Exercise task =>
Put every line of the items into a numbered list, starting at the line that contains "tree</item>? Each instance should receive its own outline." and stopping after the last line of the items. Leave out blank lines.

[START Listed records]

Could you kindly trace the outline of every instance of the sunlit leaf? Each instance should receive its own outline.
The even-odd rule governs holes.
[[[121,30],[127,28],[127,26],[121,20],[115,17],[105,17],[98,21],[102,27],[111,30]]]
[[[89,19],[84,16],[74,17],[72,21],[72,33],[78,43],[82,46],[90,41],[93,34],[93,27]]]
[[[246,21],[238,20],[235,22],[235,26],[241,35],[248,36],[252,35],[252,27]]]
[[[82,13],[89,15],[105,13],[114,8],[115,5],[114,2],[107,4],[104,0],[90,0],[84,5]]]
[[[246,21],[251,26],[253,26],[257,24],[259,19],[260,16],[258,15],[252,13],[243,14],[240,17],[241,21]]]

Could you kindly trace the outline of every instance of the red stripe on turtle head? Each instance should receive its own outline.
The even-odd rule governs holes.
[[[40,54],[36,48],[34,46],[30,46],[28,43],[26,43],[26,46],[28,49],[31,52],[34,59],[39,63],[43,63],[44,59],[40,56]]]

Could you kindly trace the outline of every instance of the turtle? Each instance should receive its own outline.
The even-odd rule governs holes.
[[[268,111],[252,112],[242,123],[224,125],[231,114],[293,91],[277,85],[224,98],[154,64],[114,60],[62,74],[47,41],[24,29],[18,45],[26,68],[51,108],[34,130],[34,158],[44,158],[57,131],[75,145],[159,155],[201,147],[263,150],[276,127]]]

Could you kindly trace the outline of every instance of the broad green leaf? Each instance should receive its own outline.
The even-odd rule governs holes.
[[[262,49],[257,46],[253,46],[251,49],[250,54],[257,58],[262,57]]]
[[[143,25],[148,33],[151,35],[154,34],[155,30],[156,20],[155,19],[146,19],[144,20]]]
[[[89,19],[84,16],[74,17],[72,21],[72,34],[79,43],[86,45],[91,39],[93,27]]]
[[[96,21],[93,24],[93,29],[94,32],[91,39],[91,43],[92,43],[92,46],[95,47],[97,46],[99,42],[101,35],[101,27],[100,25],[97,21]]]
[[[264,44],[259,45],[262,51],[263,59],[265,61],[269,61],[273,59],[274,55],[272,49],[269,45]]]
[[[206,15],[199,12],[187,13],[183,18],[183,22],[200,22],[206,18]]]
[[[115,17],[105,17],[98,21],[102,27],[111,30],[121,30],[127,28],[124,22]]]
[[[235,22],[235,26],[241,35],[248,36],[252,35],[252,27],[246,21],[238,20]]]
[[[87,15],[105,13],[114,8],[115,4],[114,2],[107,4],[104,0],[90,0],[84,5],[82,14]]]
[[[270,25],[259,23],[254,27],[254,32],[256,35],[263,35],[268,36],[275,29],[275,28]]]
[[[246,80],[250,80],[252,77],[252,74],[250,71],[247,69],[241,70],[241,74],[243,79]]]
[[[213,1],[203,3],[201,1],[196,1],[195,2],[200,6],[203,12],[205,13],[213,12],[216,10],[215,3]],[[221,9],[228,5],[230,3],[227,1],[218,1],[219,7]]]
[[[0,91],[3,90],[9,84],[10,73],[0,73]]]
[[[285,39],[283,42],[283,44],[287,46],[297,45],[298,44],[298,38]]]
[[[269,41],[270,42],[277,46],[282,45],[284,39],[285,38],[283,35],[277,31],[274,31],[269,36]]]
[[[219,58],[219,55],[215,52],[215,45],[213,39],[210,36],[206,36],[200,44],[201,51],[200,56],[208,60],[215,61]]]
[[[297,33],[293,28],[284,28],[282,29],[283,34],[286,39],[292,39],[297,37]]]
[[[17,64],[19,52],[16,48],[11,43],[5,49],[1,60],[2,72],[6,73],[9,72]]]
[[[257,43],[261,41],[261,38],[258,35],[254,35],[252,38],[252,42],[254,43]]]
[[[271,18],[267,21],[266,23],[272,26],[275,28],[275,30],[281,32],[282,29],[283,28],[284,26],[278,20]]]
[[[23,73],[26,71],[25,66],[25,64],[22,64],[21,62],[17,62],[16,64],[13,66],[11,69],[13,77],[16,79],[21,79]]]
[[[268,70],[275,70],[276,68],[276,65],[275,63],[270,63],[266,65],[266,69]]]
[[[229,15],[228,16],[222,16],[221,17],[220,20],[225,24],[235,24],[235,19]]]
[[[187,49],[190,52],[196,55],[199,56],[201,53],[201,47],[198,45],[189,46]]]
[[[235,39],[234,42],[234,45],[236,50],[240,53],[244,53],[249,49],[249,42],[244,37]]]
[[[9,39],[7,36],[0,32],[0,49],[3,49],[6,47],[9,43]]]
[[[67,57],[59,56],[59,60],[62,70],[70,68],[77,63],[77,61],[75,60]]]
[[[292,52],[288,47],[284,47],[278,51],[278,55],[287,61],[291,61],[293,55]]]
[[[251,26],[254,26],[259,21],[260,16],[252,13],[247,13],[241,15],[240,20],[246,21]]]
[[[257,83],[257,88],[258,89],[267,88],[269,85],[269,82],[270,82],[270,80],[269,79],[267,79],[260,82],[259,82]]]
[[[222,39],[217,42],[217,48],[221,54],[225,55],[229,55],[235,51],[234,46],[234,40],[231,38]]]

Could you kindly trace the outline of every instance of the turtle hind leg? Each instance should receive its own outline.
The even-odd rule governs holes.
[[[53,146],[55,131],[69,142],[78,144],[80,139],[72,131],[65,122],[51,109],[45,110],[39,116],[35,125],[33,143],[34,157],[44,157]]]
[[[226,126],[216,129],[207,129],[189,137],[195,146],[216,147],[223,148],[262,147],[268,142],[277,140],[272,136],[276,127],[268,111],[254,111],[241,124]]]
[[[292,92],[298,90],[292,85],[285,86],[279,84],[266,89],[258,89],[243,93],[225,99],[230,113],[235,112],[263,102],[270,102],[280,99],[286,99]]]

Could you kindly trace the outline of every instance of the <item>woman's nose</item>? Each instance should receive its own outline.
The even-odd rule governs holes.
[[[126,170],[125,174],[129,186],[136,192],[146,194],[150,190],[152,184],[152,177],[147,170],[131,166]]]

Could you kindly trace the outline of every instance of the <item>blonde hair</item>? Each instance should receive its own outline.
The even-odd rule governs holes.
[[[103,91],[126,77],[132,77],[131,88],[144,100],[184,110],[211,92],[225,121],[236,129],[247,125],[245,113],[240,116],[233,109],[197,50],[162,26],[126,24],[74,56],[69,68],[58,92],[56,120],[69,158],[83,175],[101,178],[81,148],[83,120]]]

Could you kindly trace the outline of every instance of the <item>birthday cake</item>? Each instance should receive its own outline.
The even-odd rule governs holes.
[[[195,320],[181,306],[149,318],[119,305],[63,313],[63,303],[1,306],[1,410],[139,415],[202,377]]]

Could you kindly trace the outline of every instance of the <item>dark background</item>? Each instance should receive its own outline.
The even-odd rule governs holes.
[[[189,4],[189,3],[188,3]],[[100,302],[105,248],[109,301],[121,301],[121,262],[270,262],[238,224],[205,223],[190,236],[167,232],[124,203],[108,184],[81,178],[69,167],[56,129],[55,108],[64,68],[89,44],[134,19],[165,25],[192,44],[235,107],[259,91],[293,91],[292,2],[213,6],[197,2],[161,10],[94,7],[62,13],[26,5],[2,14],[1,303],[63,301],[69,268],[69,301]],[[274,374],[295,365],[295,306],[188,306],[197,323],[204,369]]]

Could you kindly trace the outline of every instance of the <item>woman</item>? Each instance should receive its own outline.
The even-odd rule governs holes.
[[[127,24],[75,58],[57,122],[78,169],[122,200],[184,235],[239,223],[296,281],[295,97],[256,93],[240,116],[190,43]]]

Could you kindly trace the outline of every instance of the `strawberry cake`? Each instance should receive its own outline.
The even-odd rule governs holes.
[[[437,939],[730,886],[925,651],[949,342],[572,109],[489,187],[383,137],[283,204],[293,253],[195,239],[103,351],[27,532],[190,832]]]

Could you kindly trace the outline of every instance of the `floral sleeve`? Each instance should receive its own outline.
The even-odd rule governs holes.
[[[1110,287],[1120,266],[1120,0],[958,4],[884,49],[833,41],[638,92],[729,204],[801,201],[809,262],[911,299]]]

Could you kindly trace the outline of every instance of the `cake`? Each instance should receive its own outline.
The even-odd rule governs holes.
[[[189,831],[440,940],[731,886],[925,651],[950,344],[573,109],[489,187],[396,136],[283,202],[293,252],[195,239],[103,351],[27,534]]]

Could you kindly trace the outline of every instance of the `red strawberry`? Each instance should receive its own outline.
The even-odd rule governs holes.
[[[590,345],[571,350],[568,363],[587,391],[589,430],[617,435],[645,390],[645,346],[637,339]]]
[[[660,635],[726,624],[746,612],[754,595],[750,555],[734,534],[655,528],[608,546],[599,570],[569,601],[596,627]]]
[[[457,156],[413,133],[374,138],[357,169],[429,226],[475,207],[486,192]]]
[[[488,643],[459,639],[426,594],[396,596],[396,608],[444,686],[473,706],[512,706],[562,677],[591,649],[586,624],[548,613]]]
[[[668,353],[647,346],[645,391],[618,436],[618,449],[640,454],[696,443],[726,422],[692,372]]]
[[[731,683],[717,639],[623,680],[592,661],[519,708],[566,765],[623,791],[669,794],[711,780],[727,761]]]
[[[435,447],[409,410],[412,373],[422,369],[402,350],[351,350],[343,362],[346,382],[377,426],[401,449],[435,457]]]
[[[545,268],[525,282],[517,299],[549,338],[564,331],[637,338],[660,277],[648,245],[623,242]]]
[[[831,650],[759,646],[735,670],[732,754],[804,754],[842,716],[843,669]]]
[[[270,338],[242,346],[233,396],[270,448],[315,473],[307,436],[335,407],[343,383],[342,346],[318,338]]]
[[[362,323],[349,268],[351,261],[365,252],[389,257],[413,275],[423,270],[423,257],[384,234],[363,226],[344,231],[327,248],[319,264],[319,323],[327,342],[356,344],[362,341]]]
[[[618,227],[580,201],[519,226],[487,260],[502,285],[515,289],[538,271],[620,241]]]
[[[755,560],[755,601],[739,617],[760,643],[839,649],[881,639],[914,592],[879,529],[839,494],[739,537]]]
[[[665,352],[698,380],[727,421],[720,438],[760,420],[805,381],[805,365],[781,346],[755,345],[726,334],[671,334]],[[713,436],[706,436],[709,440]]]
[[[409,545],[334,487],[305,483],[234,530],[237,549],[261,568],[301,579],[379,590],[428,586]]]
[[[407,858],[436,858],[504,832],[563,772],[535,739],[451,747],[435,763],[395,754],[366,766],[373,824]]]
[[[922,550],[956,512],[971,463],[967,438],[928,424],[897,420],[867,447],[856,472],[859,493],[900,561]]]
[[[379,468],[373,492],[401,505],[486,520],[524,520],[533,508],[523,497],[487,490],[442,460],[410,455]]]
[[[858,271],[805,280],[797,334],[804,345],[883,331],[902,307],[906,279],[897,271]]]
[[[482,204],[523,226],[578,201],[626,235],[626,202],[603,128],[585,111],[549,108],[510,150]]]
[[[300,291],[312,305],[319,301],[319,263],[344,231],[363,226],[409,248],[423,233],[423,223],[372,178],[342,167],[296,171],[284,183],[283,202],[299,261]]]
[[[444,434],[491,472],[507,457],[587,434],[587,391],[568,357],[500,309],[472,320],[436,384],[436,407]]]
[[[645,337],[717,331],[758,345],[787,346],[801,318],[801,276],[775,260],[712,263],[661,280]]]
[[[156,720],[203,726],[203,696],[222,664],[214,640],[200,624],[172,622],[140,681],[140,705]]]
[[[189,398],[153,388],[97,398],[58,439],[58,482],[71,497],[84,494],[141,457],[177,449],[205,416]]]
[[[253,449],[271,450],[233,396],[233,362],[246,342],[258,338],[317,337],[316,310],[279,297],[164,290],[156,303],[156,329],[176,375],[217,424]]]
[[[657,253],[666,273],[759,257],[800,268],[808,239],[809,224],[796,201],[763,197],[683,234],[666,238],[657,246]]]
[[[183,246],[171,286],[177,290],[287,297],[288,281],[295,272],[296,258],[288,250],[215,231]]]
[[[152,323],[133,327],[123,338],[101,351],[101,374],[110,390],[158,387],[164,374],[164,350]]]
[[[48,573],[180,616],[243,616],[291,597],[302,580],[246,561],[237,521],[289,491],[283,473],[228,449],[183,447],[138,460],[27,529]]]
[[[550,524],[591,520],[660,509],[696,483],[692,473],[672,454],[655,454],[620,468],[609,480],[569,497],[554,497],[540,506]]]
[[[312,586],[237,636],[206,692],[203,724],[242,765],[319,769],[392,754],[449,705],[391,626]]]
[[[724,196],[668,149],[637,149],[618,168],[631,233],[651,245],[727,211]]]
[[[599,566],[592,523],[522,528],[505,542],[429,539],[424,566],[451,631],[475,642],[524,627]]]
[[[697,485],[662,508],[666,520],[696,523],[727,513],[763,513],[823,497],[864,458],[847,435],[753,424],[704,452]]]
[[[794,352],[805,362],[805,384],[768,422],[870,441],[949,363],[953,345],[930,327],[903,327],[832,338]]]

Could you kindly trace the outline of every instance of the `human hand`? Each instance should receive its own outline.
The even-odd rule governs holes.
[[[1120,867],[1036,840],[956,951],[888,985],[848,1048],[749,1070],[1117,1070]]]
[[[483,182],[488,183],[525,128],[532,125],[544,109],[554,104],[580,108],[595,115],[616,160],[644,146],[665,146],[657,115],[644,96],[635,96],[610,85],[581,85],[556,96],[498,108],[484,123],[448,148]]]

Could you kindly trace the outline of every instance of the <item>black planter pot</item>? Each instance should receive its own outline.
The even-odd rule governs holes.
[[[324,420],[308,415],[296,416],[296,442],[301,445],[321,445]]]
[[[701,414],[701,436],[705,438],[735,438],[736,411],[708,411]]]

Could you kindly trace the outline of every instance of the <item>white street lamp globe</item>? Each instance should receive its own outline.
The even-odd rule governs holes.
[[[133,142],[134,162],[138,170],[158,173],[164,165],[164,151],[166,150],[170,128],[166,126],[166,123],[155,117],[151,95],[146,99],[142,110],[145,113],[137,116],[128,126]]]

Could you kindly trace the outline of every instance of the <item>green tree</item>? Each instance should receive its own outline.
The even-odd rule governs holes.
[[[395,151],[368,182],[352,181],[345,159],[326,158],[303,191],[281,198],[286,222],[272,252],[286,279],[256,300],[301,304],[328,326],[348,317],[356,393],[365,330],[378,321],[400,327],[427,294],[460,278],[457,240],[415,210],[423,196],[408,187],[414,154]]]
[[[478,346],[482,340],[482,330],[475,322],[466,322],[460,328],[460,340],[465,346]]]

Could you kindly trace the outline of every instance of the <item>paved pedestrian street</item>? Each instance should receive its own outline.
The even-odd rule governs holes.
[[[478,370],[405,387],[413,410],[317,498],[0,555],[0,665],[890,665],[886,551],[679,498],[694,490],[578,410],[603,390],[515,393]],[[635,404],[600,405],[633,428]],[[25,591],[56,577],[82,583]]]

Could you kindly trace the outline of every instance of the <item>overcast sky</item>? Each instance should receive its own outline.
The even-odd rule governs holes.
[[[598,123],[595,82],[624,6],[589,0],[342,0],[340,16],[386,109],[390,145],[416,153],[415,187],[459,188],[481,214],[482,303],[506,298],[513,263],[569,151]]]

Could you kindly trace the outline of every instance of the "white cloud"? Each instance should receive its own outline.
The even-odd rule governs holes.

[END Listed records]

The output =>
1. Could you kindly trace the outline of every instance of the <item>green tree</item>? Each instance should receive its own outline.
2. The even-odd rule governs holes.
3. [[[395,151],[368,182],[352,181],[345,159],[326,158],[303,191],[281,198],[286,222],[272,252],[286,279],[256,300],[301,304],[328,326],[348,317],[356,393],[365,330],[378,321],[400,327],[427,294],[460,278],[457,240],[415,210],[423,196],[408,187],[414,154]]]
4. [[[478,346],[482,340],[482,330],[475,322],[466,322],[460,328],[460,340],[465,346]]]
5. Could you kindly trace the outline of every instance of the <item>paved pedestrian street</item>? Each instance should receive its own outline.
6. The even-odd rule governs holes.
7. [[[478,370],[405,387],[413,410],[317,498],[0,555],[0,665],[890,665],[886,551],[679,498],[694,490],[578,410],[603,390],[515,393]],[[635,404],[600,405],[633,428]],[[25,591],[56,577],[82,583]]]
8. Could you kindly trace the outline of every instance of the <item>overcast sky</item>? Each instance should receive its own outline.
9. The even-odd rule governs holes.
10. [[[598,123],[595,82],[624,6],[589,0],[342,0],[340,16],[386,109],[390,145],[416,153],[415,187],[459,188],[481,214],[482,303],[506,298],[513,263],[569,151]]]
11. Could you kindly trace the outline of every instance of the "white cloud"? Each instance should receive its own outline.
12. The even-odd rule governs holes.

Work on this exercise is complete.